--- Begin ---

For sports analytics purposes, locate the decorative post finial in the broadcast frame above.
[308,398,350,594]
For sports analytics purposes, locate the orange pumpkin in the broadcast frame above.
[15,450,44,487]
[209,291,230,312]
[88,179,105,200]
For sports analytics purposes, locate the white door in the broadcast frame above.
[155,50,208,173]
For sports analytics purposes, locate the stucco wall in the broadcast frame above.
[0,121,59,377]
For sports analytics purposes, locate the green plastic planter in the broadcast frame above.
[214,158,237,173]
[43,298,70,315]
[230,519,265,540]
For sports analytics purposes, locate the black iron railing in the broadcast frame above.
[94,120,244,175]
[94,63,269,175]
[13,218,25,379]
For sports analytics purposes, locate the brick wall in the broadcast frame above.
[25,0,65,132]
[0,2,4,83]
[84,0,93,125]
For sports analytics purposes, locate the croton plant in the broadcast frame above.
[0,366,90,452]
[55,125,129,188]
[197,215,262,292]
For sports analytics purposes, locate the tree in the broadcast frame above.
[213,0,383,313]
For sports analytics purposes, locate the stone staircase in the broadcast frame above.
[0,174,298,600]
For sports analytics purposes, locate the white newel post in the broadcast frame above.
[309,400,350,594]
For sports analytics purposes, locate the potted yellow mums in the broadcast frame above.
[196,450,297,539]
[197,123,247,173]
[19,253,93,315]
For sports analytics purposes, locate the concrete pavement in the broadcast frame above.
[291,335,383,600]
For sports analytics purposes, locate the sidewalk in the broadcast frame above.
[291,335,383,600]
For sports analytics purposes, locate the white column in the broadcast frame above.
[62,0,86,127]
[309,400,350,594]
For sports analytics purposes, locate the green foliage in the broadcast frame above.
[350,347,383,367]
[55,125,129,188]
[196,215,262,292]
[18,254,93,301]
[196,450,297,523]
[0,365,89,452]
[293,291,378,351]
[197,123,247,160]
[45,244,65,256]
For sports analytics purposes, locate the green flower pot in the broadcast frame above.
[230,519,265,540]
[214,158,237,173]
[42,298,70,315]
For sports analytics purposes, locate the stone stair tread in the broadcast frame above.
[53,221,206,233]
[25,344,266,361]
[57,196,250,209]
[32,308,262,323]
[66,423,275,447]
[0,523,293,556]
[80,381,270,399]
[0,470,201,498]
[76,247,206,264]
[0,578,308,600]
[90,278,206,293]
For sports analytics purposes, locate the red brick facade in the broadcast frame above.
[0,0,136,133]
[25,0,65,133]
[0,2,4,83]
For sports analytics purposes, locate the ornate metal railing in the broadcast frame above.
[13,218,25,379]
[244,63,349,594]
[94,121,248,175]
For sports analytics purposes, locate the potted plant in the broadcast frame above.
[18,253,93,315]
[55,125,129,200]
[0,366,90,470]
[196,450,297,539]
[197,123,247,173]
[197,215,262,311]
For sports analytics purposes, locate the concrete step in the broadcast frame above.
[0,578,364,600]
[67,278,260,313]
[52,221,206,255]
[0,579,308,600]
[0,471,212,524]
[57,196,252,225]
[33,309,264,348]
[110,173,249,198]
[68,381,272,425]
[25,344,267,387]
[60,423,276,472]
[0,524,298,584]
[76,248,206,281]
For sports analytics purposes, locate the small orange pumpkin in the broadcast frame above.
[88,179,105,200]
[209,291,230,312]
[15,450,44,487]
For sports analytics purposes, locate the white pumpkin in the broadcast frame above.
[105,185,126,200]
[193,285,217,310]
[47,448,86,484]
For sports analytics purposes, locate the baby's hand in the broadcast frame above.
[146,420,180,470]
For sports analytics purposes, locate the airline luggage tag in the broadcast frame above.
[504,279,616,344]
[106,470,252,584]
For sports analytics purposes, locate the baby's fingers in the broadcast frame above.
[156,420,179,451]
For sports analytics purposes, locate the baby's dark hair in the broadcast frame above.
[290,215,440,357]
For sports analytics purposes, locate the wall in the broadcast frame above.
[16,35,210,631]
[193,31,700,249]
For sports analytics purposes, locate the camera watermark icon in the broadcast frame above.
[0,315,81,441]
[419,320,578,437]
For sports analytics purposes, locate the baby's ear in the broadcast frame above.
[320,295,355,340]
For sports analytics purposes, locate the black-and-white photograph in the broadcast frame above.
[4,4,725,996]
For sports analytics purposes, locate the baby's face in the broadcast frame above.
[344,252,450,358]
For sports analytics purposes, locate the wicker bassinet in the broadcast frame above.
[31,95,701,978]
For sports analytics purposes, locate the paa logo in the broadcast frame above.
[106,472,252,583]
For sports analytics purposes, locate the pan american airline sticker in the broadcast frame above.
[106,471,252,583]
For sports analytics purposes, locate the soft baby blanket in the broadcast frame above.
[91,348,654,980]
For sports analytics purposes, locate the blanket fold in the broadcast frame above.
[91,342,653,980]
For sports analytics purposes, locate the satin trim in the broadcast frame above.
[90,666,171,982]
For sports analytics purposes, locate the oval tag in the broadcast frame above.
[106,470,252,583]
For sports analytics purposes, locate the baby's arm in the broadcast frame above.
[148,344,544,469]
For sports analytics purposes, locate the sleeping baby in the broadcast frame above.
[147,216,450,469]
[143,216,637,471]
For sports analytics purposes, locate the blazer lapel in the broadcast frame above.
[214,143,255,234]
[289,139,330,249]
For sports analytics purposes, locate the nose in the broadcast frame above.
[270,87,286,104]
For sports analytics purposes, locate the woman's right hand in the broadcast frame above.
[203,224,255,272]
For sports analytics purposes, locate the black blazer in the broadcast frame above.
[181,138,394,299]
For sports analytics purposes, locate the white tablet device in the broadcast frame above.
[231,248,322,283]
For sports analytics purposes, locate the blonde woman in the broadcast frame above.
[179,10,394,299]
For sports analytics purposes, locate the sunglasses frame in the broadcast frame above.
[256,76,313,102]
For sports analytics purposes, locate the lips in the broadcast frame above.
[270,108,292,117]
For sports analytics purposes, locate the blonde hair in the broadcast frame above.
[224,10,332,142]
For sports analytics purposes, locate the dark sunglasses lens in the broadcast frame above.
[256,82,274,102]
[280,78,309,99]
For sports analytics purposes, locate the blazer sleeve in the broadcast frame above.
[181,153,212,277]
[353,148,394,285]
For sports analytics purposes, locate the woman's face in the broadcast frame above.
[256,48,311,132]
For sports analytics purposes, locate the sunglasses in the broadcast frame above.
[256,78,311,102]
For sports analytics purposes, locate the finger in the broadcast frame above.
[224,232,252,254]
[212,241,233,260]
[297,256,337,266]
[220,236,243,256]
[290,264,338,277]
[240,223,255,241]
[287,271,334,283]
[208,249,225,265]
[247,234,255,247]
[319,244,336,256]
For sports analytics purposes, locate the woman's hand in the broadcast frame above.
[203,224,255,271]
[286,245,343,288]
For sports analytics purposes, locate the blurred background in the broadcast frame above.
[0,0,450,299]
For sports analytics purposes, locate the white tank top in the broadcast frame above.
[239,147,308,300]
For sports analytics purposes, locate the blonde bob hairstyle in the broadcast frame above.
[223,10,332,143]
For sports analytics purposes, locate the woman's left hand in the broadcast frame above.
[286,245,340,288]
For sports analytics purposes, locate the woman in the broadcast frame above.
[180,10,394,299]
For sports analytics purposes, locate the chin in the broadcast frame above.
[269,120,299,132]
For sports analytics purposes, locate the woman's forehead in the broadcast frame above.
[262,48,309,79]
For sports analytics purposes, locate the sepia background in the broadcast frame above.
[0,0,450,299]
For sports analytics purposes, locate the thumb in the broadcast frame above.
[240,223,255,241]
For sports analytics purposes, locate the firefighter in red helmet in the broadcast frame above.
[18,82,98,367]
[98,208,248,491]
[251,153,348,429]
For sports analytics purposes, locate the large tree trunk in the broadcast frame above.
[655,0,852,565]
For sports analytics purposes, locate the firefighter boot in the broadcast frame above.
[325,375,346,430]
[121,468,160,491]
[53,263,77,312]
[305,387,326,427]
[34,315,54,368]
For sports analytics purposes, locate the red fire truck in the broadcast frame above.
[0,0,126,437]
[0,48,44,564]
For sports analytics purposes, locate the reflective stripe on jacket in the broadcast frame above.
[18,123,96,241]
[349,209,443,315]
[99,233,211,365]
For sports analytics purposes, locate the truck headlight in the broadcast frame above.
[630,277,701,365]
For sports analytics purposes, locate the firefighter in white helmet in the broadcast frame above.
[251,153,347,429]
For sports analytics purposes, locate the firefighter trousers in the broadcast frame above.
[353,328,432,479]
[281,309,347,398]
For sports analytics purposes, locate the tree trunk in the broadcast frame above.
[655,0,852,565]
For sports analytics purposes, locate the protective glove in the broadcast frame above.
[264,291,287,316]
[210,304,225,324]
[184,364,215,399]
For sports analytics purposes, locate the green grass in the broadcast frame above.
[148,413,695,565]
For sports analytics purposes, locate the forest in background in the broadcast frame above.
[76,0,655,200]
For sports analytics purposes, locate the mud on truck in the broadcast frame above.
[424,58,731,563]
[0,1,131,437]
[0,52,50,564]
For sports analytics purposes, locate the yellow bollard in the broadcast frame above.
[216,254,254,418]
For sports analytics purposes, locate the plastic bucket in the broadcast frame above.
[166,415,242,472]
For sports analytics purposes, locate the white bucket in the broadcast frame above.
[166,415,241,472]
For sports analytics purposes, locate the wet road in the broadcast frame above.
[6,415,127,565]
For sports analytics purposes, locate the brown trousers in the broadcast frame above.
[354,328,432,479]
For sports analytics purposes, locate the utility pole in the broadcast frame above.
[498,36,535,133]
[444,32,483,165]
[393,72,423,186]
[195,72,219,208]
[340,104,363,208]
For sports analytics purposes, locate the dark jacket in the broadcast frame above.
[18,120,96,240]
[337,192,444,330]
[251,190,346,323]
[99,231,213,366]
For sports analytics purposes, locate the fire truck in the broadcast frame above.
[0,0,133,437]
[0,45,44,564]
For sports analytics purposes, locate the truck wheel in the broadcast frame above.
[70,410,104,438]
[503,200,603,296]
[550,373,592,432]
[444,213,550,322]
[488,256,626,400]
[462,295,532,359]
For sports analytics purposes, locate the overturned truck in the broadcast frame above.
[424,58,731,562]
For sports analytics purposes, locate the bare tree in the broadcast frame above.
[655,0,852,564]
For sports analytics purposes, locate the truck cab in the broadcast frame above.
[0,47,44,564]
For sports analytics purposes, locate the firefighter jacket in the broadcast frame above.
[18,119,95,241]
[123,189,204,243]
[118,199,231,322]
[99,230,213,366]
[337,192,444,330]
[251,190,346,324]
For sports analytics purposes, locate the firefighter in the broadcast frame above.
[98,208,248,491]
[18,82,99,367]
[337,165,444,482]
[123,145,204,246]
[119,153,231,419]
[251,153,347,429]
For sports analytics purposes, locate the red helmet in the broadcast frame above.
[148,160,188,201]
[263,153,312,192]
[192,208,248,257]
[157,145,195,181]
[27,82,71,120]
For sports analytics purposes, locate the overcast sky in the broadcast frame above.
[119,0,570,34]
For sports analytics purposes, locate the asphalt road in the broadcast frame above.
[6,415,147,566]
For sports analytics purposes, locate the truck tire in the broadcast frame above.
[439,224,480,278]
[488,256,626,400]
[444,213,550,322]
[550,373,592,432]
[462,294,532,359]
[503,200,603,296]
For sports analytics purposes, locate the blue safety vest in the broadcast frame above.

--- End ---

Please return the data from the line with "For sports analytics purposes, locate the firefighter in white" up to and including the line with "[0,47,44,564]", copying each line unchanged.

For sports analytics purposes, locate the firefighter in white helmet in the broadcast frame above.
[251,153,347,429]
For sports analytics purposes, locate the firefighter trousers in the broadcast frame above.
[353,328,432,479]
[281,309,347,398]
For sports analytics purposes, locate the tree trunk in the broadcast frame above.
[655,0,852,565]
For sports analytics purposes, locate the protective glove in the broadcast frame above.
[264,291,287,316]
[210,304,225,324]
[184,364,215,399]
For sports analytics purposes, locate the green grass in the broadcast frame above.
[148,413,695,565]
For sports analytics purposes, locate the forest in background in the broadcast frame above.
[76,0,655,200]
For sports analytics purposes, locate the mud on truck in the broadcast frame above.
[424,58,731,563]
[0,1,131,437]
[0,52,50,564]
For sports analytics purposes, locate the yellow bollard in the broadcast frame above.
[216,254,254,418]
For sports analytics purposes, locate the plastic bucket in the broadcast frame above.
[166,415,242,472]
For sports analytics purposes, locate the white bucket in the broadcast frame above.
[166,415,241,472]
For sports analytics purposes, locate the wet road in the broadcast frame above.
[6,415,127,565]
For sports analytics purposes, locate the brown trousers in the broadcast frame above.
[354,328,432,479]
For sports analytics purposes, locate the utility pole in the broadcast frame above.
[498,36,535,133]
[444,32,483,165]
[393,72,423,186]
[195,72,219,208]
[340,104,363,208]
For sports analytics purposes, locate the dark jacket in the broadcast frame above.
[18,120,96,240]
[337,192,444,330]
[251,190,346,323]
[99,231,213,366]
For sports analytics purposes, locate the fire truck in the broadcast frame above.
[0,0,133,437]
[0,45,44,564]
For sports analytics purposes, locate the truck wheel in the broadcast frame above.
[70,410,104,438]
[503,200,603,296]
[550,373,592,432]
[444,213,550,322]
[488,256,626,400]
[462,295,532,359]
For sports analytics purposes, locate the overturned truck in the broadcast frame above.
[424,58,731,562]
For sports analytics purposes, locate the bare tree in the broadcast frame above.
[655,0,852,564]
For sports analytics purposes, locate the truck cab in the broadcast frame above.
[0,47,44,564]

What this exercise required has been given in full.